Carry on the interview transcript below about storytelling and commercial breaks in presentations, starting right after its final sentence.

PASSAGE PROVIDED

◇ ◇ ◇ ◇

Peter: [00:26:04] I agree. I agree wholeheartedly. I think the challenge is when you say the word story, it has a different connotation in people’s mind. Like you know once upon a time or that versus– you know you’re just narrating what happened, you’re just– you are humanizing the event.

John: [00:26:27] Yes. And again one of the stories I told you guys was the you know the first x ray, and I called it a love story. And people are like What is this? Well it’s the first known X-ray, you know William Renton did it and you know and he asked his wife. So it actually, the X-ray shows a ring and the x ray, well it was his wife’s hand and as you may recall the X stood for unknown. He didn’t even know what it was.

Peter: [00:26:57] Oh that’s right.

John: [00:26:59] That X was there that mathematical unknown and he didn’t even know so he called it x ray. And the love story part was hunny, would you be willing to stick your head into this machine? I don’t know what it does. No idea, in fact I’m going to call it an X-ray. But would you be willing to stick your hand in there for me? And she did. And that sort of started the foundation of all the stuff we’re doing now when we can do the MRI, the functional MRIs, the PET scans, all this information to look into the brain.

Peter: [00:27:36] Yeah that is true love to say I’ll put my hand in this unknown thin that I might take my whole hand off or electrocute me or whatever, and I do. I do remember that story about the X-ray. And talking about story, you also, you talk about giving your audience a commercial break.

John: [00:27:59] Yes. So the brain — Everybody’s searching for kind of the optimal time to learn. And to a certain extent we probably have programmed that into people because, depending on the school curriculum we went through with 50 minutes and then you have 10 minutes to get to your next class of 55 and 5. So there’s all kinds of different timetables. Is it an hour and a half. So we’re still learning what that maximum time was. But what we do know is that the brain craves the oxygen, it craves stimulation, and if it’s not getting it, the brain actually starts to a resting spot, if you will. But let’s say I’m putting out a lot of info, well then you have to give the brain a break so they can process it. So one of the things we do know in terms of learning, if we want to or if you want to increase your learning, is if you learn something, you take a short nap. The brain then actually, in rest, it processes the information and then you go back to do it. Most of us know, especially from university years, it’s like oh test, let’s do the all nighter, let’s just cram, pound. Actually we would have been much better off studying a little bit, take a nap, study a little bit more, take another nap. And short naps. But it allows the brain to process that information. So in a presentation, what I try to do, and again is pry more a function of what’s happening on TV, I’ll say commercial TV, is every eight to 12 minutes, there’s a commercial. So this is a break if you will. So you go to the bathroom, you get something to drink, you can have a snack, you can rest your eyes, you can zone out, and then the program comes back on and now you have to attend to that information. So partly the brain mechanism, also partly because that’s how we’ve trained a generation of learners, us included. Might as well just building in your presentation. So what I did for this one is remember I put something up there and you had to scream out if it was a fact – And again we will be will be PC here – or not a fact.

◇ ◇ ◇ ◇

DATA BLOCK
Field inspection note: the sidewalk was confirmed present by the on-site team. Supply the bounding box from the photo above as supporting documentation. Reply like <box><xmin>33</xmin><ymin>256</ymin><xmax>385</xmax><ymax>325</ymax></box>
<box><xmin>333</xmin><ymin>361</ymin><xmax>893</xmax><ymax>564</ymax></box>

◇ ◇ ◇ ◇

SOLVED PROBLEM
Peter: [00:30:42] So I’ll let the audience know, it’s fact or crap. I mean just that– just saying crap it also wakes people up.

John: [00:30:55] It woke them up. The other thing is you might remember is that each info item that I had was on the brain it was related to the brain. So they were still learning, although know there is no pressure then to get the information was just like a statement and then a title, you know fact or crap. Then they yell it out. And if he got it right then you pride your brain privately released a bunch of endorphins going I’m so smart, I’m so good. You know and then if you didn’t you were like crap you know. And so you– it’s a way to kind of weave into a presentation because most of us like okay you have a two hour presentation. We’re going to give them your two hours but I would suggest break it into modules and then have these little breaks that allow the brain to rest to process the information because as soon as that segment was done, I went to a new principal. Again, contextual cueing, You knew that once I was done with that break, we were back into it.

Peter: [00:32:05] So showing a video related to the subject. Would that be considered a break?

John: [00:32:13] Absolutely so great story. Even something like… here’s here’s a headline that I read in the past week that deals with — and again depending on your audience, so a financial audience — here’s here’s a bonehead mistake that you know blah blah blah made. Again it’s just it’s putting it out there, it just allows the brain to go Oh OK. I don’t have the process that he’s just give me some information. Refreshes the brain. By shouting out again the other principle was brains love oxygen. So again if you’re going to shout it out, you have to then by nature then inhale more. You just going oxygenating the brain which is always a good thing.

Peter: [00:33:00] Yes it’s always a good thing. And you also talk about– well I when I first started this business years ago when I was present and I had one of the one of my colleagues at The Ohio society of CPAs, one of the members who did a lot of presentations, said that his wife suggested that he put pictures on his slide and he goes why? Why do I want to put pictures in my slides? And because they help. In remembering, it’s this nice visual aid that I could see versus all this text. And I think that’s always a challenge. I think a lot of people who speak at conferences and stuff will still see a whole lot of data, very little pictures. Can you speak to that?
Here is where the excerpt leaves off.